▶ _Your goal_
Would you repeat every entry below word for word but drop the images?

▶ _Supplied records_

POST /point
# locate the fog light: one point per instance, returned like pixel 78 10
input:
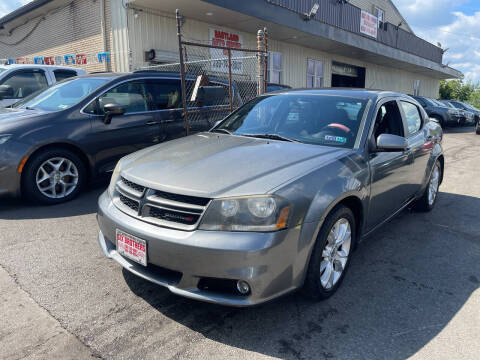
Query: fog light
pixel 243 287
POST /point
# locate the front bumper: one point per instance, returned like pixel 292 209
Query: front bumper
pixel 269 262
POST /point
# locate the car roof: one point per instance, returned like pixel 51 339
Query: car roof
pixel 363 93
pixel 38 66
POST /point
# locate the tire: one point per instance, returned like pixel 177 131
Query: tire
pixel 315 286
pixel 71 175
pixel 426 203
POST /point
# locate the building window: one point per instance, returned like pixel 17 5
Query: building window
pixel 416 87
pixel 380 14
pixel 314 74
pixel 275 67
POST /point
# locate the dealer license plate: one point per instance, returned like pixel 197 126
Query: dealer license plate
pixel 132 247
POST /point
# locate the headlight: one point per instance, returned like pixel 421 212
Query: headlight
pixel 113 180
pixel 253 213
pixel 4 138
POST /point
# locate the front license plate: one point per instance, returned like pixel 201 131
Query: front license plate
pixel 132 247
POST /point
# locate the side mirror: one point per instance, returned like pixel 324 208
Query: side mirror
pixel 389 142
pixel 6 92
pixel 112 110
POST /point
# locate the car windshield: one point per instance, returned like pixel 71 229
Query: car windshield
pixel 431 102
pixel 62 95
pixel 308 118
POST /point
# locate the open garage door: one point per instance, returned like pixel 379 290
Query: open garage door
pixel 345 75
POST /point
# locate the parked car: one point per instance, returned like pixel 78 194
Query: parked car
pixel 473 114
pixel 53 143
pixel 272 199
pixel 450 105
pixel 20 81
pixel 444 115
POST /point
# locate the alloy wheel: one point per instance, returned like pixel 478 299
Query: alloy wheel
pixel 335 253
pixel 57 177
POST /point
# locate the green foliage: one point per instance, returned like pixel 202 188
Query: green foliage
pixel 458 90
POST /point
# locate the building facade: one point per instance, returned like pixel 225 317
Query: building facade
pixel 359 43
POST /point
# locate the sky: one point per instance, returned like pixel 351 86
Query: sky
pixel 455 24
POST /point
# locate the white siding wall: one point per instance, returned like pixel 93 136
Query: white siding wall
pixel 149 31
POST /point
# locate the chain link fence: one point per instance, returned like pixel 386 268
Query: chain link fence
pixel 216 79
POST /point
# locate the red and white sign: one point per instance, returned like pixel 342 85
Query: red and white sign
pixel 368 24
pixel 219 57
pixel 132 247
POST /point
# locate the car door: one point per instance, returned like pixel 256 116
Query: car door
pixel 23 83
pixel 137 128
pixel 390 183
pixel 419 144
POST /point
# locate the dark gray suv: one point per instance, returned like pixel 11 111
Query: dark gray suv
pixel 55 142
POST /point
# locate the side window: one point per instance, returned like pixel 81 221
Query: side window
pixel 64 74
pixel 164 94
pixel 26 83
pixel 389 120
pixel 131 95
pixel 412 116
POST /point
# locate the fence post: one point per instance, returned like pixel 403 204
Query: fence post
pixel 260 57
pixel 230 92
pixel 265 66
pixel 182 72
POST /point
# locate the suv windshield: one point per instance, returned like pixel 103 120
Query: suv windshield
pixel 63 95
pixel 307 118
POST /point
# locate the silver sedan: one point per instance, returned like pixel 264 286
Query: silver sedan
pixel 274 198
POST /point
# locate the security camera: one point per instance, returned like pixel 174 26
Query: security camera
pixel 312 12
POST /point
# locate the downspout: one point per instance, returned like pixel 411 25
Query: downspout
pixel 104 32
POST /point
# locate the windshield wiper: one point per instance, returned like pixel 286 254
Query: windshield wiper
pixel 225 131
pixel 271 137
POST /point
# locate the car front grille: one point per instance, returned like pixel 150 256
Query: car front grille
pixel 161 208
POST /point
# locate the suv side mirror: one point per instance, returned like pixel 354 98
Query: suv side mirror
pixel 112 110
pixel 389 142
pixel 6 92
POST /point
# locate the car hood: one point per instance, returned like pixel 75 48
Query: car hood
pixel 217 165
pixel 9 115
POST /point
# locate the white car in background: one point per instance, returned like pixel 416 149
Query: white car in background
pixel 19 81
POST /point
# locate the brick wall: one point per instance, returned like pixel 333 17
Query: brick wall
pixel 70 29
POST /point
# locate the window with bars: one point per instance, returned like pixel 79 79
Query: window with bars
pixel 275 67
pixel 314 73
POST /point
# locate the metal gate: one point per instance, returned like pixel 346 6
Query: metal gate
pixel 216 78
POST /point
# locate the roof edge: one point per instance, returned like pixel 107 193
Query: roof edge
pixel 25 9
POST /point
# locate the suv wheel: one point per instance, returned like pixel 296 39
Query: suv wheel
pixel 331 254
pixel 54 176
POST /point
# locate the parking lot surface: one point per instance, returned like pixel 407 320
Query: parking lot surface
pixel 413 289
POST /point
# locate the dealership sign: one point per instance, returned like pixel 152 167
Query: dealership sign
pixel 219 57
pixel 368 24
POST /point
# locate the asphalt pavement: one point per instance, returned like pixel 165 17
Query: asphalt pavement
pixel 413 290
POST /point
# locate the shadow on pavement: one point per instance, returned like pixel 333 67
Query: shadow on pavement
pixel 405 284
pixel 85 203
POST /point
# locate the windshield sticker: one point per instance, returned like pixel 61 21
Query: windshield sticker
pixel 339 139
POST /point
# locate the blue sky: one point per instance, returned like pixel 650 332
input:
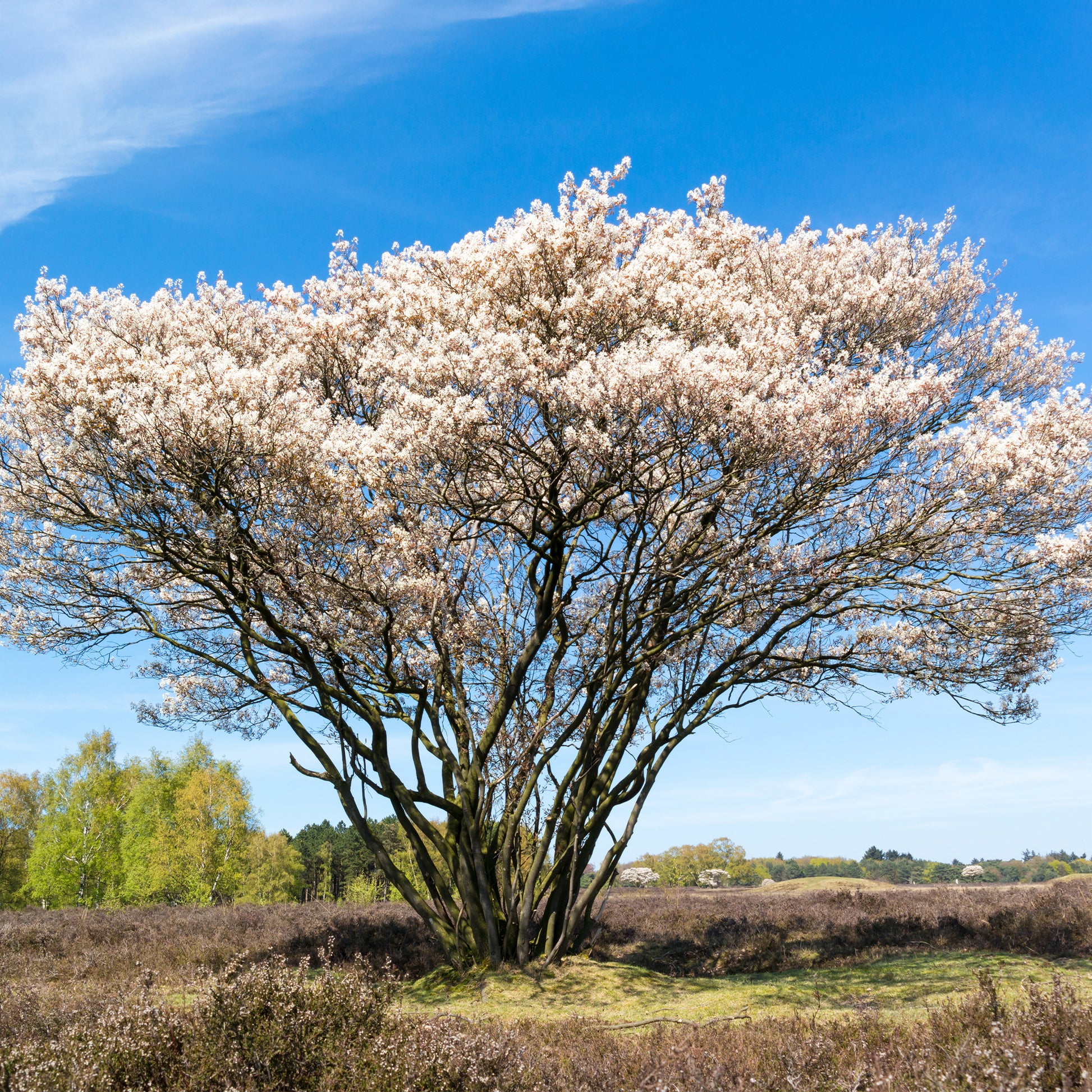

▶ _Task result_
POST /point
# locate the fog light: one point per instance, returned like pixel 78 10
input:
Query: fog light
pixel 243 287
POST /point
# locate the front bumper: one point per instance, returned like pixel 292 209
Query: front bumper
pixel 269 262
POST /point
# locate the car roof: one point per instance, returned like pixel 51 339
Query: car roof
pixel 363 93
pixel 38 66
POST /point
# locate the tire: one point per instance, returned like pixel 177 131
Query: tire
pixel 315 286
pixel 71 175
pixel 426 203
POST /point
# locate the building window: one point per instance, returned like pixel 17 5
Query: building window
pixel 416 87
pixel 380 14
pixel 314 74
pixel 275 67
POST /point
# locate the dealer license plate: one point per instance, returned like pixel 197 126
Query: dealer license plate
pixel 132 247
POST /point
# locate the headlight: one point per instance, returned like pixel 421 212
Query: headlight
pixel 113 180
pixel 253 213
pixel 4 138
POST /point
# locate the front license plate: one point per instance, returned like pixel 201 131
Query: front license plate
pixel 132 247
POST /point
# locate the side mirror: one point per instance, returned like pixel 324 208
Query: side mirror
pixel 389 142
pixel 6 92
pixel 112 110
POST /point
# locate the car windshield: one point per instance, returned like pixel 71 229
Query: car windshield
pixel 431 102
pixel 62 95
pixel 308 118
POST /point
# locate the open garage door: one point per instance, returned like pixel 379 290
Query: open garage door
pixel 345 75
POST /point
# locate the parked car: one point per instance, returned like pixel 78 194
Query: parked car
pixel 473 114
pixel 53 143
pixel 272 199
pixel 450 105
pixel 20 81
pixel 444 115
POST /point
# locate the alloy wheel: one point per instance, returned like pixel 478 299
Query: alloy wheel
pixel 335 253
pixel 57 177
POST /point
# locate the green foliage: one point per instance, returned like pixel 202 188
Query: green foliage
pixel 458 90
POST /point
# locate the building facade: one point per instance, returned like pixel 225 317
Query: building facade
pixel 359 43
POST /point
# locate the sky: one point per instance, returned like pixel 351 86
Query: sky
pixel 455 24
POST /point
# locate the white siding wall: one point per instance, returned like pixel 93 136
Query: white siding wall
pixel 149 31
POST /point
# locate the chain link fence: one point per instance, returned like pixel 386 268
Query: chain link fence
pixel 216 79
POST /point
# locate the red and white sign: one point per instance, returned like pixel 342 85
Query: red and white sign
pixel 368 24
pixel 219 57
pixel 132 247
POST /point
# locate the car door: one point per instance, returned like pixel 256 116
Query: car door
pixel 23 83
pixel 137 128
pixel 390 183
pixel 419 144
POST /point
# locate the dark gray suv: one point per instance, returned like pixel 11 111
Query: dark gray suv
pixel 55 142
POST /point
# locate the side window: one point per instance, returned like pixel 81 221
Query: side window
pixel 64 74
pixel 164 94
pixel 26 83
pixel 389 120
pixel 131 95
pixel 412 116
POST /point
# locate the fence post: one point per instance, returned like pixel 403 204
Query: fence post
pixel 260 57
pixel 230 92
pixel 265 66
pixel 182 72
POST /point
# locate the suv windshield: one point per instance, returned like pixel 103 120
Query: suv windshield
pixel 63 95
pixel 307 118
POST /point
# locate the silver sedan: one point per instance, returned like pixel 264 286
Query: silver sedan
pixel 274 198
POST /point
# locate the security camera: one point per instance, returned like pixel 174 26
Query: security camera
pixel 312 12
POST /point
# locate the downspout: one point per instance, returned like pixel 411 25
Query: downspout
pixel 104 32
POST /point
# locate the windshield wiper: one point per instance, returned like pixel 286 254
Query: windshield wiper
pixel 225 131
pixel 271 137
POST /point
# locate the car front grille: one point per instance, returned like pixel 150 256
Query: car front grille
pixel 161 208
POST /point
# locate the suv side mirror: one point per instance, returned like pixel 354 98
Query: suv side mirror
pixel 112 110
pixel 389 142
pixel 6 92
POST /point
# locate the car hood: one point per instance, returned like pixel 75 48
Query: car hood
pixel 217 165
pixel 9 115
POST /point
# locate the white car in background: one point per instance, returned like pixel 416 149
Query: white car in background
pixel 19 81
POST /point
# locate the brick wall: one point per instance, returned like pixel 333 17
Query: brick wall
pixel 70 29
POST /point
# locate the window with bars: one point per instance, returned like pixel 79 79
Query: window with bars
pixel 275 67
pixel 314 73
POST /point
# locate the metal gate: one point per instance, returned like pixel 346 6
Query: metal gate
pixel 216 78
POST /point
# locate the roof edge: one point per instance, returned like pixel 107 193
Query: roof edge
pixel 25 9
POST /point
# locate the suv wheel: one point per instance, returned like pixel 296 39
Query: suv wheel
pixel 331 254
pixel 54 176
POST /point
# locate the parking lot surface: one point per instance, returned like pixel 407 320
Query: parking lot surface
pixel 413 289
POST /point
# locate the dealership sign: one point per instance, returned like pixel 152 167
Query: dealership sign
pixel 219 57
pixel 368 24
POST /point
# locate the asphalt pavement: one point per instance, returned like pixel 165 17
Query: asphalt pavement
pixel 413 290
POST /point
# locate the shadow on pavement: one point per instance, returned like pixel 333 67
Query: shadow on pavement
pixel 405 284
pixel 85 203
POST /point
# locate the windshield sticker: one point per instance, returned like pixel 61 21
Query: windshield sticker
pixel 339 139
POST /point
# locate the blue sky: one point per instance, returned like pixel 650 332
input:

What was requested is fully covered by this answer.